**What to do:** Every line below that holds the string "rough" must be copied.

**Collected data entries:**
════════════════

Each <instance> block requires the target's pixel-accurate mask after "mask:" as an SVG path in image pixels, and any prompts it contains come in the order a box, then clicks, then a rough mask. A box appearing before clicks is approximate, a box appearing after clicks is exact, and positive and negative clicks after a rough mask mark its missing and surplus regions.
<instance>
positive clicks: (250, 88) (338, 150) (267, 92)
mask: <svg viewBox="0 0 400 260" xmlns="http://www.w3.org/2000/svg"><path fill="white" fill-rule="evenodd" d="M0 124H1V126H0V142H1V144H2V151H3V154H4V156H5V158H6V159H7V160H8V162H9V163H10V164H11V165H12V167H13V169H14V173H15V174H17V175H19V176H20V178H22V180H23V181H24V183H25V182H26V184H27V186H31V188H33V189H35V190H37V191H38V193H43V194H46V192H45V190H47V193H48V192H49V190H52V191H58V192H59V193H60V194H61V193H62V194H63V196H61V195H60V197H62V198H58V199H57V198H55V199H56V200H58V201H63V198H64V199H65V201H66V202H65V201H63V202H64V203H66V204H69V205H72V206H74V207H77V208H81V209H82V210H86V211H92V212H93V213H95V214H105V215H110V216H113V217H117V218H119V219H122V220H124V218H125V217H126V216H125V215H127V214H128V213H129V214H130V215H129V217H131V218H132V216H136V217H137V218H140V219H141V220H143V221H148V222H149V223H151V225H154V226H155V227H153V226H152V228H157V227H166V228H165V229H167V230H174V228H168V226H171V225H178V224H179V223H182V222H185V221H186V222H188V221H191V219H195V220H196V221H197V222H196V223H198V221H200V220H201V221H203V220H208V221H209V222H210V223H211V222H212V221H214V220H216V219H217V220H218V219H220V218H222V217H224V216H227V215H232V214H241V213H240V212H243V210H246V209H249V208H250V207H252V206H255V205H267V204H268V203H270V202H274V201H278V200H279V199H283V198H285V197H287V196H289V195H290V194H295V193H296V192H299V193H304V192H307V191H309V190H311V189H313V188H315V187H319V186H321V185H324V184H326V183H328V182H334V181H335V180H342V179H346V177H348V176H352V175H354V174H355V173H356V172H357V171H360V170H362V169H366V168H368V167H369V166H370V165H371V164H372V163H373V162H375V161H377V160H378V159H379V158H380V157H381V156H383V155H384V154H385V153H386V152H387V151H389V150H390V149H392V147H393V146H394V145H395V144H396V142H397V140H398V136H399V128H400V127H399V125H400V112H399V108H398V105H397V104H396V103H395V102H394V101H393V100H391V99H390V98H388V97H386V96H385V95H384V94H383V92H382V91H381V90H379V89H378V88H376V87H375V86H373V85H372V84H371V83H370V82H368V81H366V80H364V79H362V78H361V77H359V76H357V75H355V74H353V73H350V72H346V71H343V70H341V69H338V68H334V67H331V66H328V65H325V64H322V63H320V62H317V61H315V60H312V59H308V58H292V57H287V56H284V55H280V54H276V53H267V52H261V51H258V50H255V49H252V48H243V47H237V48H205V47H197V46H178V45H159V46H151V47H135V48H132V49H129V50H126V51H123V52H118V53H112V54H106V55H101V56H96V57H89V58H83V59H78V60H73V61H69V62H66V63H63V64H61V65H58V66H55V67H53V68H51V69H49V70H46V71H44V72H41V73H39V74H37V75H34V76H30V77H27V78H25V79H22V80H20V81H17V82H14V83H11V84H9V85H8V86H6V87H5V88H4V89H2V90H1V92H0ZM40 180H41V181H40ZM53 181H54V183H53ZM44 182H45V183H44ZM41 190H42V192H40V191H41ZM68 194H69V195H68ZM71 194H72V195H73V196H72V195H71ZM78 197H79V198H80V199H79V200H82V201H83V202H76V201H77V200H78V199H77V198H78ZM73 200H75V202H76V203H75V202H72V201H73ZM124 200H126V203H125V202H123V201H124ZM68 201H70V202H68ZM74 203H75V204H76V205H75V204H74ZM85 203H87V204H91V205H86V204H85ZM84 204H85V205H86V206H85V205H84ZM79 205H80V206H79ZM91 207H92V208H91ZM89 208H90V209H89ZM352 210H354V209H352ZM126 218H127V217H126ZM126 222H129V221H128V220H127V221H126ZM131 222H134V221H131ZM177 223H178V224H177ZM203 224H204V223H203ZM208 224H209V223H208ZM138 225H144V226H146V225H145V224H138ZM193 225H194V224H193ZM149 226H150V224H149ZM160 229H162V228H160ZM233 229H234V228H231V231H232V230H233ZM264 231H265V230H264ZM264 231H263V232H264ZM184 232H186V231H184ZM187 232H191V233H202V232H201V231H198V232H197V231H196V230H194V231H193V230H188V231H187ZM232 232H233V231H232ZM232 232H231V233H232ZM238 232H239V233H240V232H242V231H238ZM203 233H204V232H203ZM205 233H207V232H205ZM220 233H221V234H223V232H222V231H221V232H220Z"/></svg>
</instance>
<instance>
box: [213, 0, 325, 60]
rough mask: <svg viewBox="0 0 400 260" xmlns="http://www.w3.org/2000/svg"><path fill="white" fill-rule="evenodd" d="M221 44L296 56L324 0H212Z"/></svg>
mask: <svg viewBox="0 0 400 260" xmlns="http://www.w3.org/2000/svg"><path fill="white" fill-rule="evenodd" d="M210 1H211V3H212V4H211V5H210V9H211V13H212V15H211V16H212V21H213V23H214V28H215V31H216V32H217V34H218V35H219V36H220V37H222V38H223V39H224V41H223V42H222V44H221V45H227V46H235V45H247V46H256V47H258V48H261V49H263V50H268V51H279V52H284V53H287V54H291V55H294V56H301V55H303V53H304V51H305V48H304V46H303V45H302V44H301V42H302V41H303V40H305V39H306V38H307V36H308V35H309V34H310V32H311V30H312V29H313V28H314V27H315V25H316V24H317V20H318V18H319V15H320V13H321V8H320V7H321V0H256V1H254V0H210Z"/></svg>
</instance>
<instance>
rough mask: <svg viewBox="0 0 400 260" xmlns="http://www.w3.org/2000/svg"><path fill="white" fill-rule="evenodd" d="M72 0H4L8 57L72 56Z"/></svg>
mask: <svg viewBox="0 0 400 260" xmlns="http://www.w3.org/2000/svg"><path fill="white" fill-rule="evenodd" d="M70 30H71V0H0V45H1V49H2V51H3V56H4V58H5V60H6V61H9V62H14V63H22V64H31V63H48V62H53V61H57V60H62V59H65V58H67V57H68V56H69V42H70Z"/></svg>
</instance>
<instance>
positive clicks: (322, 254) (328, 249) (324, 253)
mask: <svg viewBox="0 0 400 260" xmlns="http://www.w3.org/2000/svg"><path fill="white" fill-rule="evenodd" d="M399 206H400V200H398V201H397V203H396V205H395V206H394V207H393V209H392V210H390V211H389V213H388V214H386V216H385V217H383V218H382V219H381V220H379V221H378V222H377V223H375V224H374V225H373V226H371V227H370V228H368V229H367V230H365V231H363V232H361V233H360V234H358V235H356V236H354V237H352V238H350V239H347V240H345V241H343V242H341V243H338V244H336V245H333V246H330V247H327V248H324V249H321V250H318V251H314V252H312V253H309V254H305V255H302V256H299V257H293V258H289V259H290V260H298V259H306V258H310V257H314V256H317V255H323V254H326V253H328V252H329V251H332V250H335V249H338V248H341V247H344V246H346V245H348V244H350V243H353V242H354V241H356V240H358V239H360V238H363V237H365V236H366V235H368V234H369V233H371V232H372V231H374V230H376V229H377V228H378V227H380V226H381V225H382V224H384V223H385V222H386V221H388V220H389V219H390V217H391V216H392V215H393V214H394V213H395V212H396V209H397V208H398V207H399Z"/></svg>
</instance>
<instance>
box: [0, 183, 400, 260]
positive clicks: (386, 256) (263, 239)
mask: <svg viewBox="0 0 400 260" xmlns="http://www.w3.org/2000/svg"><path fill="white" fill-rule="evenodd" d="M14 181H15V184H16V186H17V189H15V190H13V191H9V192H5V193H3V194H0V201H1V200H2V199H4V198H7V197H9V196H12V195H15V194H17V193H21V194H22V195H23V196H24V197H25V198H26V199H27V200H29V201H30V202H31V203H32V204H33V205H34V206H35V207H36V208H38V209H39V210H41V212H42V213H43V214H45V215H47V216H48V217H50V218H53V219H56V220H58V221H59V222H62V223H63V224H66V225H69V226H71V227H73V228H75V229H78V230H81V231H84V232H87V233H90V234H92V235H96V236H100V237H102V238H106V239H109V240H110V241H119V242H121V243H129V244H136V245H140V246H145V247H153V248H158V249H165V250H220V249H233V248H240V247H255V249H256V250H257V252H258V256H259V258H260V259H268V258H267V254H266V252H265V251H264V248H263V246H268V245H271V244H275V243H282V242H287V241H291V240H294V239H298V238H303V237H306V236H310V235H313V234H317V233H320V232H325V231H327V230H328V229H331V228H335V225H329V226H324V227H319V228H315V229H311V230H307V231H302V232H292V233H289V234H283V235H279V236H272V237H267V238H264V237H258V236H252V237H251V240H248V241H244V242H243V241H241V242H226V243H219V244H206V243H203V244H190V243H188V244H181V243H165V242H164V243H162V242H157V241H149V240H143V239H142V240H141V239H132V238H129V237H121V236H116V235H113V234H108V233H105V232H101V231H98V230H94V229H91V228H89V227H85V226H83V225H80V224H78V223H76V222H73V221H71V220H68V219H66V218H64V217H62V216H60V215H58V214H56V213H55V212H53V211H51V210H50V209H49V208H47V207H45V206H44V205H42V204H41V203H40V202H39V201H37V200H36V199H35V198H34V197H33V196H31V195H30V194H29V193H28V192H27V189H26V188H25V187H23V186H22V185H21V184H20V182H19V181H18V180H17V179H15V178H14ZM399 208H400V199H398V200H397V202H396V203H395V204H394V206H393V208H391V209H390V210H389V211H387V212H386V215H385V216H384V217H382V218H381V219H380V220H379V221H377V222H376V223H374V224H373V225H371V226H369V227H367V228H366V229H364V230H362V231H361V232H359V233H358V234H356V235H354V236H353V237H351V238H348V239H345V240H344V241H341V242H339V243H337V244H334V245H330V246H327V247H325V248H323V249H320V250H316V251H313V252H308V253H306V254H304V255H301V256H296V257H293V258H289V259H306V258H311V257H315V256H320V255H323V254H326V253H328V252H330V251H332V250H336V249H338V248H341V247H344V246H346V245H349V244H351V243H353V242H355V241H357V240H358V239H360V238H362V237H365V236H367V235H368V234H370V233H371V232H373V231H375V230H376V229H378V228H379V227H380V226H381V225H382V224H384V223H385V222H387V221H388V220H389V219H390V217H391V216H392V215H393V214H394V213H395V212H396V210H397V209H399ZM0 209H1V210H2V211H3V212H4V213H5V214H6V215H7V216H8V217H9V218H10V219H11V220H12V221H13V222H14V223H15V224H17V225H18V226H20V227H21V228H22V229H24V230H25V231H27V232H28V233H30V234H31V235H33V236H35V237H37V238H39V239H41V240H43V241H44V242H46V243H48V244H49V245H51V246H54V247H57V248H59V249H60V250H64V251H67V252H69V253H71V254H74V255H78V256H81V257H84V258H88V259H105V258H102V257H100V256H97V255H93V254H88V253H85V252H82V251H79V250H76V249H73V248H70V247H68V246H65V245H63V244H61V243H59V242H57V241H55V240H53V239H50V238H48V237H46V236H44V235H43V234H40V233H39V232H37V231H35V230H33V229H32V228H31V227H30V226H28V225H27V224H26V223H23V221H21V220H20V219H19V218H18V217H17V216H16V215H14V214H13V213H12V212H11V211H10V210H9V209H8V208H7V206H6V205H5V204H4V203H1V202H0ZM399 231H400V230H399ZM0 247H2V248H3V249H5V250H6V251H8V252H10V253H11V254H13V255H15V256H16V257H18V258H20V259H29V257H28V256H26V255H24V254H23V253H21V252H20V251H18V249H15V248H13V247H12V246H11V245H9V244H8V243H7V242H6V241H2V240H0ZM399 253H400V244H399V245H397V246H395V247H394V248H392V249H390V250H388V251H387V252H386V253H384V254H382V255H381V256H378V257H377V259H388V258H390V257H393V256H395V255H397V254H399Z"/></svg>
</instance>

════════════════

**Result of the exercise:**
Each <instance> block requires the target's pixel-accurate mask after "mask:" as an SVG path in image pixels, and any prompts it contains come in the order a box, then clicks, then a rough mask. A box appearing before clicks is approximate, a box appearing after clicks is exact, and positive and negative clicks after a rough mask mark its missing and surplus regions.
rough mask: <svg viewBox="0 0 400 260" xmlns="http://www.w3.org/2000/svg"><path fill="white" fill-rule="evenodd" d="M221 44L296 56L324 0H212Z"/></svg>
rough mask: <svg viewBox="0 0 400 260" xmlns="http://www.w3.org/2000/svg"><path fill="white" fill-rule="evenodd" d="M72 0H4L8 57L72 56Z"/></svg>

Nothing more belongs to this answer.